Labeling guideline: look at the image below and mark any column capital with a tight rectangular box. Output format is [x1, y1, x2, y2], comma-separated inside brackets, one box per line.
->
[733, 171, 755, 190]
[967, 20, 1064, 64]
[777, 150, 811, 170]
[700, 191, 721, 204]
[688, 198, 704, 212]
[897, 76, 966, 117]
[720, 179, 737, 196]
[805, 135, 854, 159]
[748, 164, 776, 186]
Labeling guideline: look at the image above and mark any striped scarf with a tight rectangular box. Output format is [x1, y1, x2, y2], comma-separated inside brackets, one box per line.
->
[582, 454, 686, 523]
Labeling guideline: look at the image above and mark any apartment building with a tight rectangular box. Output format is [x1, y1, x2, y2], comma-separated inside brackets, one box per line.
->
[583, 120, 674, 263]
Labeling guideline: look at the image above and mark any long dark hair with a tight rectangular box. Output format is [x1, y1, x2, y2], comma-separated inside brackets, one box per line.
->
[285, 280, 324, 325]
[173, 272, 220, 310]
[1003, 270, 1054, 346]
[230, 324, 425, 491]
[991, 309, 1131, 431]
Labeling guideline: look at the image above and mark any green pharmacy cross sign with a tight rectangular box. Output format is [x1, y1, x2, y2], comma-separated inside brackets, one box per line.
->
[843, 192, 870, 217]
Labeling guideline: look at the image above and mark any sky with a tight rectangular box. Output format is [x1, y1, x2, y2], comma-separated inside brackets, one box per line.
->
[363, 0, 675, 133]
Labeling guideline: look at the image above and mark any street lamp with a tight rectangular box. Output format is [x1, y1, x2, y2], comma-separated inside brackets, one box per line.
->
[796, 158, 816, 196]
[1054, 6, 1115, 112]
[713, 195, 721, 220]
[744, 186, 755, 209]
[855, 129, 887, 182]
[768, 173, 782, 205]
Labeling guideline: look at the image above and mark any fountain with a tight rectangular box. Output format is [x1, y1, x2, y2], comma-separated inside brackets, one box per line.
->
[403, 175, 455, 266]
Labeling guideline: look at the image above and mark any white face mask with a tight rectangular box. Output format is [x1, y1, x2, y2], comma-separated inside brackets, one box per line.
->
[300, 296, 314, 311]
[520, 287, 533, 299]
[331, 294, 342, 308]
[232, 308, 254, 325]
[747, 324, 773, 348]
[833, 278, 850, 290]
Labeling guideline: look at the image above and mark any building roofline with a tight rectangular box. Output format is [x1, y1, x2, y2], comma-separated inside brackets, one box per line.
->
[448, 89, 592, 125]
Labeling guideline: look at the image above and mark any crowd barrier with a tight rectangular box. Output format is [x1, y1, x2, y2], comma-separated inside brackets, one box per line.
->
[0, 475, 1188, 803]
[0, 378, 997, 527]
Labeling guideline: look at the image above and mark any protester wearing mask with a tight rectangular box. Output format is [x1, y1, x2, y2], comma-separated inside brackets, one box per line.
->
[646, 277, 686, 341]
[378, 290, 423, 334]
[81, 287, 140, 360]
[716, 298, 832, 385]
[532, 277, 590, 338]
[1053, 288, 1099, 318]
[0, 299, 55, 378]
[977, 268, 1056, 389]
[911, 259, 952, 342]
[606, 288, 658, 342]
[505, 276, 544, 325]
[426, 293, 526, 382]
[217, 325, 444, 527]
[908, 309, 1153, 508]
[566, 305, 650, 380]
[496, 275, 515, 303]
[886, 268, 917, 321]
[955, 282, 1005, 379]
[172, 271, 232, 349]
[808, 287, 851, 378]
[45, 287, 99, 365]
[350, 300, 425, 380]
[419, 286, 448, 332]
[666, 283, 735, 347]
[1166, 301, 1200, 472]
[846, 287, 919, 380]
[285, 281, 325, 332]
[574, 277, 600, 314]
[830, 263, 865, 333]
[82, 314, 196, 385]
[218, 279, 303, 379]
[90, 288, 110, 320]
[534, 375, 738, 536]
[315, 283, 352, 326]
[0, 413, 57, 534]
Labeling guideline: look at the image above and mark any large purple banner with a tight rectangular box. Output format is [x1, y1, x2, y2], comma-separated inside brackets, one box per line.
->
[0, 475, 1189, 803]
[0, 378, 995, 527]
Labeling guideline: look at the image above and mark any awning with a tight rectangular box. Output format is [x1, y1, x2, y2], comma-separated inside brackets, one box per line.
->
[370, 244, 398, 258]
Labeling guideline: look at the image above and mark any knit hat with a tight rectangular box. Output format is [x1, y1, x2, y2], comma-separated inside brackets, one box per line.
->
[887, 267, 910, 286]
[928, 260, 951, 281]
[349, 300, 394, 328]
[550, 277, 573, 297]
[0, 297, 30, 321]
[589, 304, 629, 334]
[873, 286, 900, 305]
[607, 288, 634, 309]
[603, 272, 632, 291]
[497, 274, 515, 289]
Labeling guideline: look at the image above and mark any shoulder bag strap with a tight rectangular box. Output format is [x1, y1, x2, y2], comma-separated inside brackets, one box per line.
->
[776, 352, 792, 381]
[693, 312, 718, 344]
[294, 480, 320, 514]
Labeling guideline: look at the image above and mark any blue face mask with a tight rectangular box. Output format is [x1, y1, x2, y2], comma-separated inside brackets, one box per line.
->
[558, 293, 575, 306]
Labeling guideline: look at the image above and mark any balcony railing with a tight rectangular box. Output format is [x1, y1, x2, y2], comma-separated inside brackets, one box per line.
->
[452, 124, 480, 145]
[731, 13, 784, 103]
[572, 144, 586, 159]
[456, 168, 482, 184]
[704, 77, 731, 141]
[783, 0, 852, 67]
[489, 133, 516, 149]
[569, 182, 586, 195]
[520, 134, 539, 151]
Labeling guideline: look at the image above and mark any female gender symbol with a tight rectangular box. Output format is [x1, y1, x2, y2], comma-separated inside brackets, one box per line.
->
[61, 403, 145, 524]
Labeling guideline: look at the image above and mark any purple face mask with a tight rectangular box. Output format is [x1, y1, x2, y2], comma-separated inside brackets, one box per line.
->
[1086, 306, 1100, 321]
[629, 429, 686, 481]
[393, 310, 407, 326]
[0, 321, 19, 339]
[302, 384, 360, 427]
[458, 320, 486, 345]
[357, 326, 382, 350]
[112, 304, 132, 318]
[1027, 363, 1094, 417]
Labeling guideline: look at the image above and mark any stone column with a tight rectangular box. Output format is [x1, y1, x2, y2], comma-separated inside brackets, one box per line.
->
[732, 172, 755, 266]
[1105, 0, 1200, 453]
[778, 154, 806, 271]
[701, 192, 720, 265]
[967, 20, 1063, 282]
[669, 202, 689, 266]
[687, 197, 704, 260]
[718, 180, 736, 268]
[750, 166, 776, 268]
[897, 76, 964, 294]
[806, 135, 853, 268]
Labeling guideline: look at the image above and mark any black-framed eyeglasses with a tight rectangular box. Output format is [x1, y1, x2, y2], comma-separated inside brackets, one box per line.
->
====================
*WHAT YOU HAVE TO DO*
Output the lines above verbatim and in full.

*SOLUTION TO THIS EXERCISE*
Labeling guideline: look at the image below and mark any column capital with a tight rectangular box. Output format is [x1, y1, x2, y2], comma-separated inside brackets, one box per line.
->
[733, 171, 755, 190]
[967, 20, 1064, 64]
[777, 150, 811, 170]
[700, 191, 721, 204]
[688, 198, 704, 212]
[897, 76, 966, 117]
[720, 179, 737, 196]
[805, 135, 854, 159]
[748, 164, 776, 186]
Labeling guideline: look at the image above and mark any striped scarf with a tight rectangular box. Output format is [x1, y1, x2, y2], comma-separated inside brackets, one box per line.
->
[582, 454, 686, 523]
Labeling guideline: look at the image above and mark any apartment building with a tight rectangular box. Output format is [x1, y1, x2, y2], comma-separated inside brackets, one box per line.
->
[583, 120, 674, 263]
Labeling guideline: look at the image above and mark any long dark hair with a tight rectangular box. Output format is [x1, y1, x2, y2], comma-separated inside brackets, one box per line.
->
[285, 280, 324, 325]
[173, 272, 220, 310]
[1003, 270, 1054, 346]
[230, 324, 425, 491]
[991, 309, 1131, 431]
Labeling guideline: look at the image above and mark any green pharmacy cross sign with a tight rectangular box. Output format is [x1, y1, x2, y2], comma-separated inside brackets, one box per line.
->
[843, 192, 870, 217]
Labeling guideline: look at the image above and mark any sky with a tight rectangular box. Output format is [x1, y1, x2, y2], comma-separated inside brackets, one box per line.
->
[363, 0, 675, 133]
Labeling guideline: look at the image above and mark any street lamp with a tight rectangular box. Output format is [x1, y1, x2, y2], comma-separated inside brackets, one box per line.
->
[796, 158, 816, 196]
[1054, 6, 1115, 112]
[713, 195, 721, 220]
[744, 186, 755, 209]
[855, 129, 887, 182]
[768, 173, 782, 205]
Labeling guideline: look at the image above and mark any fountain with a tight rectangular box. Output format is [x1, y1, x2, y2], comma-separated inside brackets, one box per line.
->
[403, 175, 455, 266]
Labeling guideline: look at the image above and mark any white face mask with a tight rectangular box. Output format is [x1, y1, x2, y2], comma-separated inside brackets, one box per line.
->
[300, 296, 314, 311]
[520, 287, 533, 299]
[331, 294, 342, 308]
[232, 308, 254, 325]
[747, 324, 773, 348]
[833, 278, 850, 290]
Labeling guideline: look at the image above and mark any building roofline with a tight rectangular box. Output format is [x1, y1, x2, y2], comma-separated inside brackets, one box per line.
->
[448, 89, 592, 125]
Labeling guideline: look at the image above and mark any crowd barrier with a tight rectangular box. Output format is [x1, y1, x2, y2], comma-separated inside brackets, one box per line.
->
[0, 475, 1188, 803]
[0, 378, 997, 527]
Labeling guideline: look at the image above and mark any protester wearing mask with a tight rectangular box. Output format is [x1, y1, x2, y2], comma-separated inside brackets, one box per line.
->
[646, 277, 686, 341]
[378, 290, 423, 334]
[81, 287, 140, 360]
[716, 298, 832, 385]
[532, 277, 590, 338]
[1053, 288, 1099, 318]
[0, 299, 55, 378]
[977, 268, 1056, 389]
[911, 259, 952, 342]
[606, 288, 658, 342]
[505, 276, 544, 325]
[426, 293, 526, 382]
[217, 325, 444, 527]
[908, 309, 1153, 508]
[566, 305, 650, 380]
[496, 275, 515, 303]
[886, 268, 917, 321]
[955, 282, 1005, 379]
[172, 271, 232, 349]
[808, 287, 851, 378]
[45, 287, 99, 365]
[350, 300, 425, 380]
[419, 286, 448, 332]
[666, 283, 735, 347]
[1166, 301, 1200, 472]
[846, 287, 919, 380]
[285, 281, 325, 332]
[574, 277, 600, 314]
[830, 263, 865, 333]
[82, 314, 196, 385]
[218, 279, 303, 379]
[90, 288, 110, 320]
[534, 375, 738, 536]
[315, 283, 352, 326]
[0, 413, 57, 534]
Labeling guideline: look at the image above and mark any large purple banner with a tight rectangular box. Output format is [x1, y1, x2, y2], comma-separated inside brackets, one box per line.
->
[0, 475, 1189, 803]
[0, 378, 995, 527]
Labeling guideline: look at the image above and mark any awning with a tight rectangular box. Output format is [x1, y1, x2, y2], comma-separated inside brackets, one box per line.
->
[370, 244, 398, 258]
Labeling guideline: look at the image above and mark any knit hat with a tight rectangular box. Output format is [x1, y1, x2, y2], comma-separated inside brackets, one box per line.
->
[887, 267, 910, 286]
[928, 260, 951, 281]
[349, 300, 394, 328]
[550, 277, 573, 297]
[0, 297, 30, 321]
[589, 304, 629, 334]
[873, 286, 900, 305]
[607, 288, 634, 309]
[603, 272, 632, 291]
[497, 274, 515, 289]
Labeling guideline: look at the image above and mark any shoulder bag strap with a tight rectangular box. Output format is [x1, y1, x2, y2], comma-separated inside brackets, one box per line.
->
[776, 352, 792, 381]
[693, 312, 718, 344]
[294, 480, 320, 514]
Labeling guideline: look at the image above and mark any blue face mask with a tight rectangular box. Output format is [x1, y1, x2, y2], comma-separated inside brackets, one box per line.
->
[558, 293, 575, 306]
Labeling guideline: look at the image above and mark any balcony railing with a tight rectangular box. Output format is [x1, y1, x2, y2], comma-separated inside brackets, one box per line.
->
[452, 124, 480, 145]
[731, 13, 784, 103]
[572, 144, 586, 159]
[456, 168, 482, 184]
[704, 77, 731, 141]
[783, 0, 852, 67]
[489, 133, 516, 149]
[569, 182, 586, 195]
[520, 134, 539, 151]
Labeling guideline: look at the image above and mark any female gender symbol with a tight rectangular box. Output format is [x1, y1, x2, y2], comma-separated inside brackets, one box per line.
->
[61, 403, 145, 524]
Labeling guideline: look at the image above and mark any purple face mask with a tight rectangular box. Output format is [x1, y1, x2, y2], comma-separated inside brackets, one box per line.
->
[1086, 306, 1100, 321]
[629, 429, 686, 481]
[393, 310, 407, 326]
[0, 321, 19, 339]
[302, 384, 360, 427]
[458, 320, 486, 345]
[357, 326, 382, 350]
[112, 304, 132, 318]
[1027, 363, 1094, 417]
Labeling guideline: look at the image above and mark any stone column with a tight rectangular box. Output format is [x1, y1, x2, y2], comma-separated inside brackets, one box per line.
->
[732, 172, 755, 266]
[1105, 0, 1200, 453]
[778, 154, 806, 271]
[701, 192, 720, 265]
[967, 20, 1063, 282]
[669, 202, 689, 266]
[687, 197, 704, 260]
[718, 180, 736, 268]
[750, 166, 776, 268]
[897, 76, 964, 294]
[806, 135, 853, 268]
Labeling guideline: look at the image above and mark any black-framed eyeglasses with a tight rectangular box. Output format is [x1, y1, x2, y2], comma-separated inside brackets, one box per line.
->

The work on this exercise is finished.